## YOUR TASK
Rewrite the lines from the line with "the suv front" to the line with "<point>476,258</point>", replacing "keypoint" with "marker" and leaving everything else unchanged. Give only those lines.

Rows from a pointing dataset:
* * * * *

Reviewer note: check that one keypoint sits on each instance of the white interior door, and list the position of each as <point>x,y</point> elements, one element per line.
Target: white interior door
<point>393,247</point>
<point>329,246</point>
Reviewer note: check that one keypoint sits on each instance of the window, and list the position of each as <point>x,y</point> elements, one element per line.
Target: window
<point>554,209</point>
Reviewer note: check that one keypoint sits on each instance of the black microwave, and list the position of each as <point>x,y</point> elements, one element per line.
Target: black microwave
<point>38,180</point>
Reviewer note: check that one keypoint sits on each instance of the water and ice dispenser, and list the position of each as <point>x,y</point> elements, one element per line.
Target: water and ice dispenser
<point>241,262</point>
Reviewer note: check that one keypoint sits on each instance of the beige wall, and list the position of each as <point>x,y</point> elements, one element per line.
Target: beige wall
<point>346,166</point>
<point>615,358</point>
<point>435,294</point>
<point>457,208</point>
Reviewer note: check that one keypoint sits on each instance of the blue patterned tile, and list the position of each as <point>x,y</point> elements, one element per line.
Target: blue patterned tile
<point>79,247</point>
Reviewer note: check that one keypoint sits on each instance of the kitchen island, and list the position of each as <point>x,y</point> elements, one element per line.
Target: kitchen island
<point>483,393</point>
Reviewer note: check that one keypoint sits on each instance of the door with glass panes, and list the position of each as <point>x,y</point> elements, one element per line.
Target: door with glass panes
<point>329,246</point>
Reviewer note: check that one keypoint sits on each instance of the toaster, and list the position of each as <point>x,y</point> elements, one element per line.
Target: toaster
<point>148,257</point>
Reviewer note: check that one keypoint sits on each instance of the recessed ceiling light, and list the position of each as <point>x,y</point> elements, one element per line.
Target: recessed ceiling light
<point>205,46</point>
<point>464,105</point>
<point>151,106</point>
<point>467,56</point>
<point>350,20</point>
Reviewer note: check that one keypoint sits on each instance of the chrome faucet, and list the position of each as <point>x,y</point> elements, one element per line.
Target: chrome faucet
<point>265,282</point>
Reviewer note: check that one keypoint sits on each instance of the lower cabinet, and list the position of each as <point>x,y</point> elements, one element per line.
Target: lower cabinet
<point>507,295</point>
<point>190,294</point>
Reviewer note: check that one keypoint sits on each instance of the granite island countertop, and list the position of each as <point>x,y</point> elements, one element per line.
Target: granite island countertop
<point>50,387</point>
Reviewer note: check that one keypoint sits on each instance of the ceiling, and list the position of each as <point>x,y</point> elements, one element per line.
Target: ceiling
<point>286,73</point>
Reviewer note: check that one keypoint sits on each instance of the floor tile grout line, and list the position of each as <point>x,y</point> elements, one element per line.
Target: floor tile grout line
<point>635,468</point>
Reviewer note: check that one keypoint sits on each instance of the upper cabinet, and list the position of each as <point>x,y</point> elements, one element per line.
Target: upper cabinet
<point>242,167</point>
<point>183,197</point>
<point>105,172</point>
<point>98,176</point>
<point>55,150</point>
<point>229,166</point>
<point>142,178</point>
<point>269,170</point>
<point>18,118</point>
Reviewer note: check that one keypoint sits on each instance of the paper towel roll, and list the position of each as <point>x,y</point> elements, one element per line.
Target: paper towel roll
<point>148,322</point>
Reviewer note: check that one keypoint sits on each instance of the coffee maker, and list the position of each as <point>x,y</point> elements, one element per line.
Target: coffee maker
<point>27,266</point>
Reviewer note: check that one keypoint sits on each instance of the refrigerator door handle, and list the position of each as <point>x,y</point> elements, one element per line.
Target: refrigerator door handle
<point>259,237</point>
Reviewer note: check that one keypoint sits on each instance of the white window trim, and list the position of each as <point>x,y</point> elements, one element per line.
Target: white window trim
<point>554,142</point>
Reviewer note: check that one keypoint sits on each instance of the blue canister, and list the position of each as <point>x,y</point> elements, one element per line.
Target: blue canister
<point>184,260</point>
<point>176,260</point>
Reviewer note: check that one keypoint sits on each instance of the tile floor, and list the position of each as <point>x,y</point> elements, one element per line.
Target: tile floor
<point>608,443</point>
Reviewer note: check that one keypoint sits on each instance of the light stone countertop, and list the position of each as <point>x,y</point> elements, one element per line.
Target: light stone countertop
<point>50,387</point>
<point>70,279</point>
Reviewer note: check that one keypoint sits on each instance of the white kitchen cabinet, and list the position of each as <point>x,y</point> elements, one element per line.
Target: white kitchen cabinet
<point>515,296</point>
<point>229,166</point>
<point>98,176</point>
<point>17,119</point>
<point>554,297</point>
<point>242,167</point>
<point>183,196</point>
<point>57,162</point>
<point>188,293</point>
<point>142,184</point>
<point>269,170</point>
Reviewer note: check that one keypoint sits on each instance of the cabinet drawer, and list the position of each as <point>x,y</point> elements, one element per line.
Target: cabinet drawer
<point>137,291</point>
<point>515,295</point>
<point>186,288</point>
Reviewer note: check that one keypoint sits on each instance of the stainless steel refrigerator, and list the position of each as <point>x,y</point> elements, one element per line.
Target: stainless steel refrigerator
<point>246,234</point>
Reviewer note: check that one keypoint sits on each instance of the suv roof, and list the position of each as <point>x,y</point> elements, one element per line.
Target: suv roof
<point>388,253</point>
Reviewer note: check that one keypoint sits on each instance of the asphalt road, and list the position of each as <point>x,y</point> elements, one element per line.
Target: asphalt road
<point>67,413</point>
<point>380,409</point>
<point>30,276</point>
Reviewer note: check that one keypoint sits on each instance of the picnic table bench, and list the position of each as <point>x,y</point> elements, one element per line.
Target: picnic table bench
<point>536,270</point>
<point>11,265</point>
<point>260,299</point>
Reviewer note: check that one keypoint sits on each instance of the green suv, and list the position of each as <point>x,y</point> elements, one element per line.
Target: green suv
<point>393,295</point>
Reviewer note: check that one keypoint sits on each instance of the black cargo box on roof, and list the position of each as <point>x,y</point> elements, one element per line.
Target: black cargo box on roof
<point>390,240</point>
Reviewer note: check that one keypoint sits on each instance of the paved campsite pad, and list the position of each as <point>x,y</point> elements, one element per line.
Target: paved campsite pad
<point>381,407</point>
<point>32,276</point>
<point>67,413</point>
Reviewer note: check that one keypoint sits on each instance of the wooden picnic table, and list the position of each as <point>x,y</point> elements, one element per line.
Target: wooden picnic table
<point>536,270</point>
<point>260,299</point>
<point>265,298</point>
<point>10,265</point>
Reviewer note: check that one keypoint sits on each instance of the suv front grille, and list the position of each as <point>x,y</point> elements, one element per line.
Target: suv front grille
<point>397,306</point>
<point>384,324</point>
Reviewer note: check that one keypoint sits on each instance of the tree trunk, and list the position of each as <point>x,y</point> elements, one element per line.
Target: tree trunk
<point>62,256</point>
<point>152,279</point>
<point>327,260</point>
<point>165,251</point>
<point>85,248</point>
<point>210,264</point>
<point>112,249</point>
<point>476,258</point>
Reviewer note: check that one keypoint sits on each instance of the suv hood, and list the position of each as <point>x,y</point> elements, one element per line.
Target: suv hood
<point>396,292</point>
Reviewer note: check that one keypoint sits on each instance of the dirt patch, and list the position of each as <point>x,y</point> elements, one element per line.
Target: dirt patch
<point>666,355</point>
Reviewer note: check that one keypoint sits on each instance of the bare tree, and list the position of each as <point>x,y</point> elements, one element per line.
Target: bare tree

* * * * *

## ANSWER TO THIS EXERCISE
Reviewer note: check that one marker sits on each instance of the suv front grille, and list the position of each as <point>x,y</point> elements, one element per line.
Target: suv front grille
<point>397,306</point>
<point>384,324</point>
Reviewer note: check that one marker sits on each instance of the tree trunk, and list the position of each as <point>x,y</point> elements, one element per line.
Target: tree trunk
<point>62,256</point>
<point>152,279</point>
<point>327,260</point>
<point>165,251</point>
<point>85,248</point>
<point>210,264</point>
<point>112,249</point>
<point>476,258</point>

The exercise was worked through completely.